Gopalganj is a town, municipality and headquarters of Gopalganj district in the Indian state of Bihar.

==Geography==
Gopalganj Town occupies an area of 11.11 km2. It is located at coordinates Latitude and longitude. It has an average elevation of 66 m. Gandaki River, which often causes flooding, flows southwards. It is surrounded by Muzaffarpur and East Champaran in east, West Champaran in north, Saran and Siwan in south and Kushinagar district of Uttar Pradesh in west.

==Demographics==
As of the 2011 Census of India, Gopalganj town had a population of 67,339, of which 34,603 are males while 32,736 are females. Population within the age group of 0 to 6 years was 10017 which is 14.88 % of total population of Gopalganj town. Female Sex Ratio is of 1021 against state average of 918 and Child Sex Ratio in Gopalganj town is around 927 compared to Bihar state average of 935. Literacy rate of Gopalganj city is 80.66 % higher than state average of 61.80 % with male literacy of 86.92 % and female literacy rate of 74.07 %.

=== Religion ===
Majority of the people follow Hinduism (79.91%), followed by Islam (19.67%). Small populations of followers of Christian, Sikhism, Buddhism are also present in the town.

== Transport ==

=== Roads ===
State highways and Road Link district headquarters at Gopalganj to all 14 blocks. National Highway 27 passes through Gopalganj to Mehsi., Muzaffarpur.

=== Railway ===
Connected by Rail with a station at Gopalganj.

==Radio stations==
Radio Varsha, 90.8 MHz, Rajeev Nagar, Gopalganj.

**Recorded information:**
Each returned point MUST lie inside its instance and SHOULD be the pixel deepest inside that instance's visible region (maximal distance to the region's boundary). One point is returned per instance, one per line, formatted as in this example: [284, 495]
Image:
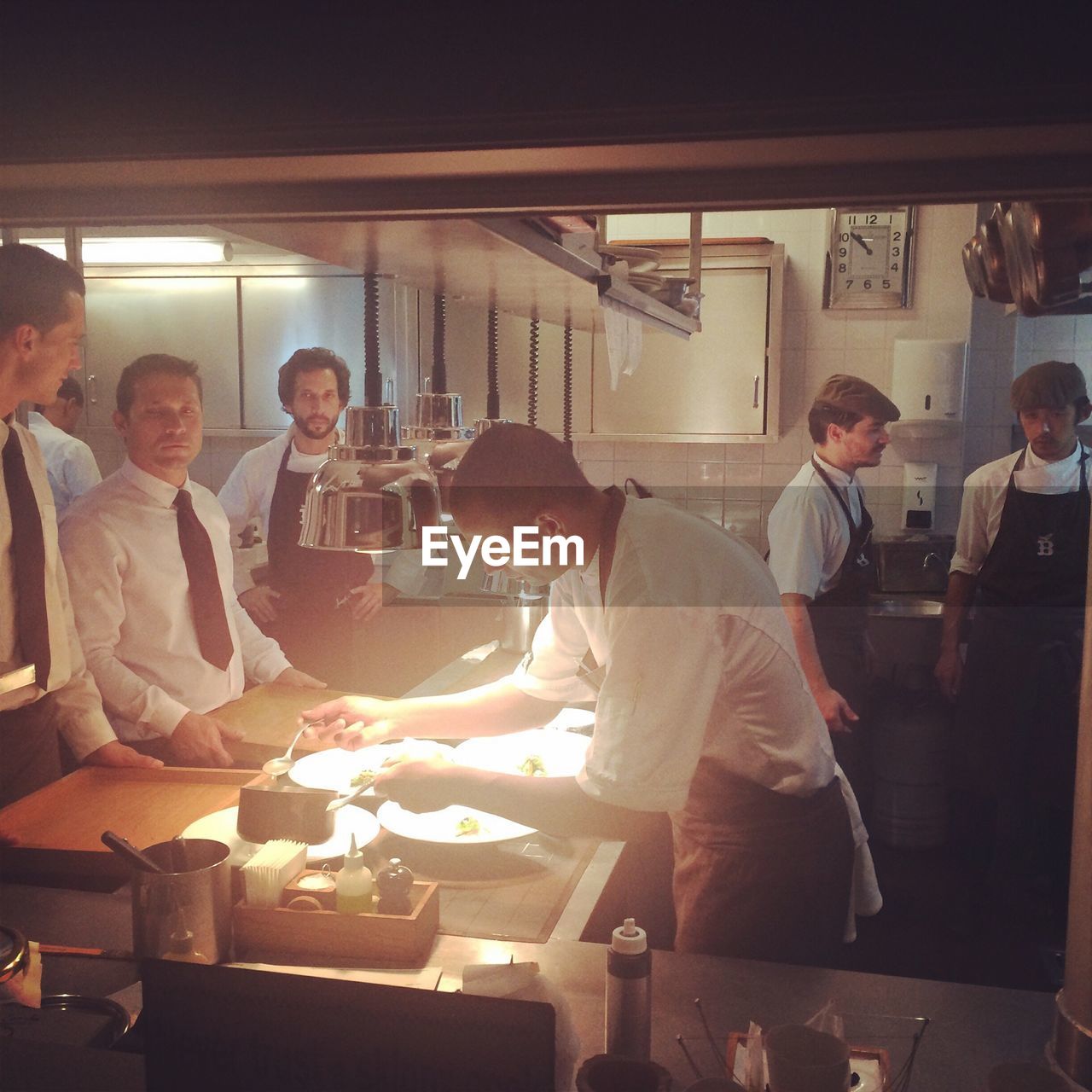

**Tasks:**
- 1) Could you transcribe the Gopalganj passage word for word, beginning at the words that have "Gopalganj is a" and stopping after "Pradesh in west."?
- 2) According to the Gopalganj passage, what was the town's population in the 2011 Census of India?

**Task-by-task results:**
- 1)
Gopalganj is a town, municipality and headquarters of Gopalganj district in the Indian state of Bihar.

==Geography==
Gopalganj Town occupies an area of 11.11 km2. It is located at coordinates Latitude and longitude. It has an average elevation of 66 m. Gandaki River, which often causes flooding, flows southwards. It is surrounded by Muzaffarpur and East Champaran in east, West Champaran in north, Saran and Siwan in south and Kushinagar district of Uttar Pradesh in west.

- 2) 67,339